# [Description of the task]
Return the line containing "Could you point to the car side" and all lines after it exactly; stop at the end of the material.

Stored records

** start **

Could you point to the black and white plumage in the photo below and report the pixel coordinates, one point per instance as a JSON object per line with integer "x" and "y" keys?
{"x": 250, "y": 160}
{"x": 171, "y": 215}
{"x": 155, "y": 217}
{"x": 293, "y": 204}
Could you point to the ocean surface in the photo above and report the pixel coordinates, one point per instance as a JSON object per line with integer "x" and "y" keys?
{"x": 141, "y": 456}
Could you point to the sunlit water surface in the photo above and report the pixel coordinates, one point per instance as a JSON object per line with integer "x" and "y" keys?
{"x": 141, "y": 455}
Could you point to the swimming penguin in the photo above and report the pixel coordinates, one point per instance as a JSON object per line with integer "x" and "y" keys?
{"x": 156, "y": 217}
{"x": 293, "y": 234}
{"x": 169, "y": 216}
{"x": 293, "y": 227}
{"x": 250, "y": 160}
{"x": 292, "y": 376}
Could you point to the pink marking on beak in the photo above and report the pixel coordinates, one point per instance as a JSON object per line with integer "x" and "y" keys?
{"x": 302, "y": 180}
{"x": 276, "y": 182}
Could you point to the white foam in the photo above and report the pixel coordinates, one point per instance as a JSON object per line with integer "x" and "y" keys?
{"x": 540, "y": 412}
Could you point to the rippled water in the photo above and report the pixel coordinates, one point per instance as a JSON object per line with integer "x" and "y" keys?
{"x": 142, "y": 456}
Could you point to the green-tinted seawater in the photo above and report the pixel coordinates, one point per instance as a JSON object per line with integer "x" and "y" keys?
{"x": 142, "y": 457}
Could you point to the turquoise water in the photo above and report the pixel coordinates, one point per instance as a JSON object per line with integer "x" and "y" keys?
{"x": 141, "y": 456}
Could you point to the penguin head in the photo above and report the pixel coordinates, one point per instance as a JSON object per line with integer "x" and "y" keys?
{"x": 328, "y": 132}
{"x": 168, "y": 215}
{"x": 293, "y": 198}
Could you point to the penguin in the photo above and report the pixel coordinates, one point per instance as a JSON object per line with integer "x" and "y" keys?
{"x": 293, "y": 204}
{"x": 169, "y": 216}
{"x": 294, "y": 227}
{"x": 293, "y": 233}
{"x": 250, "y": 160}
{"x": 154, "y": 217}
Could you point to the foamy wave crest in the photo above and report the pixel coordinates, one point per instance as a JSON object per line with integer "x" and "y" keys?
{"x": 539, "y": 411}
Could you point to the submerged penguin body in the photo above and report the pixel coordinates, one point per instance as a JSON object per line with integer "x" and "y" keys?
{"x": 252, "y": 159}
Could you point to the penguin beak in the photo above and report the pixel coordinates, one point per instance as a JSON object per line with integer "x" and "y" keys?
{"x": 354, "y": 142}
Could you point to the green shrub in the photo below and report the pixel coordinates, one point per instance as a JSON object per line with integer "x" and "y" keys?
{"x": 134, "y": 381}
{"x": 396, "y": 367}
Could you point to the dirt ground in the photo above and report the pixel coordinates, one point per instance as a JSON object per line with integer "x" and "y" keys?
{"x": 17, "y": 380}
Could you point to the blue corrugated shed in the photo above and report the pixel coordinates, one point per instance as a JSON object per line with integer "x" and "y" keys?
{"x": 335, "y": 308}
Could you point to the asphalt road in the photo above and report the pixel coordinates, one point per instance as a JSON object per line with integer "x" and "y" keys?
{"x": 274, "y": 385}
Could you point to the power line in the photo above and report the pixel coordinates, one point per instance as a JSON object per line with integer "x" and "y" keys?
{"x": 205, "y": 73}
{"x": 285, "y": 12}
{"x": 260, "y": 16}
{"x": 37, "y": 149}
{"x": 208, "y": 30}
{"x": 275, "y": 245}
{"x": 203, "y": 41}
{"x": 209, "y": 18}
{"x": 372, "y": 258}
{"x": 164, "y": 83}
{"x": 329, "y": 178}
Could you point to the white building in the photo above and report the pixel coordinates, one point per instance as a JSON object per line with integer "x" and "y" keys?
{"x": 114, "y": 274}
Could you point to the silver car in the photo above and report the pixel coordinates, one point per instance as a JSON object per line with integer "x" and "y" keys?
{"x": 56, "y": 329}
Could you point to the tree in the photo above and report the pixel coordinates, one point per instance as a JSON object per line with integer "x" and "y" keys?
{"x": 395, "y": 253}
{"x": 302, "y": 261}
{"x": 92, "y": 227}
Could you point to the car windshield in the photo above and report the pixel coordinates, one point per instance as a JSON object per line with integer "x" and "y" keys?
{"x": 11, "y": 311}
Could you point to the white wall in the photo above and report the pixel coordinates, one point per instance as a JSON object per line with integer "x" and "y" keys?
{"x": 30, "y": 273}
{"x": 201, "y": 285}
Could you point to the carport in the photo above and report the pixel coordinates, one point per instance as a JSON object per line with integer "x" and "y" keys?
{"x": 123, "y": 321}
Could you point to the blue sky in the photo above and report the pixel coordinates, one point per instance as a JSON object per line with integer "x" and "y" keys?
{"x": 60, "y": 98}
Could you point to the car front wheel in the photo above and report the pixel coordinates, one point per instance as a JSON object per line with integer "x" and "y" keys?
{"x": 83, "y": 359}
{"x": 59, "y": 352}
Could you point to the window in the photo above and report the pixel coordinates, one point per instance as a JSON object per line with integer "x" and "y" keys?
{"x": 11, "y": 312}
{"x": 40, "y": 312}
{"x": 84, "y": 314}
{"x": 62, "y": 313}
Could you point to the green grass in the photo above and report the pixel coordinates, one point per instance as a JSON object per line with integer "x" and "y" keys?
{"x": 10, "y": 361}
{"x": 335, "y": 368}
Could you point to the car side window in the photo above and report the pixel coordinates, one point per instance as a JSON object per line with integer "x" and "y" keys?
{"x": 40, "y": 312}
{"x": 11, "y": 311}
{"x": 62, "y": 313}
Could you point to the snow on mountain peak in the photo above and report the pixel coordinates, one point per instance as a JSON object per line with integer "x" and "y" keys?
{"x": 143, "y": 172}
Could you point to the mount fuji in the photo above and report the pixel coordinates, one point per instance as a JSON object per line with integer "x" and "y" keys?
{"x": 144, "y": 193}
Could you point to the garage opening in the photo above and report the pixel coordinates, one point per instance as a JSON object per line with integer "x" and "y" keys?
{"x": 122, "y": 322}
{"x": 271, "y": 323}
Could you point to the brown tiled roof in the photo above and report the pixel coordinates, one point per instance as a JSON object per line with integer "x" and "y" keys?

** end **

# [Result]
Could you point to the car side window in the photo above and report the pixel coordinates, one point per instance as a JSON object per line with integer "x" and "y" keys?
{"x": 40, "y": 312}
{"x": 11, "y": 311}
{"x": 62, "y": 313}
Could you point to the snow on mountain peak in the photo above and report the pixel coordinates, one point per instance as a JSON object per line with integer "x" and "y" keys?
{"x": 143, "y": 172}
Could you point to the mount fuji in the photo above and report the pixel coordinates, one point per instance as a JSON object per line with integer "x" and "y" keys?
{"x": 144, "y": 193}
Could you point to the garage opening in the photo above and report the pixel coordinates, one point per instance as a JSON object per line with integer "x" and "y" keys?
{"x": 122, "y": 322}
{"x": 271, "y": 323}
Could you point to the brown tiled roof in the photo above and report the pixel coordinates, one point per instance as a JSON object per line with integer "x" and "y" keys?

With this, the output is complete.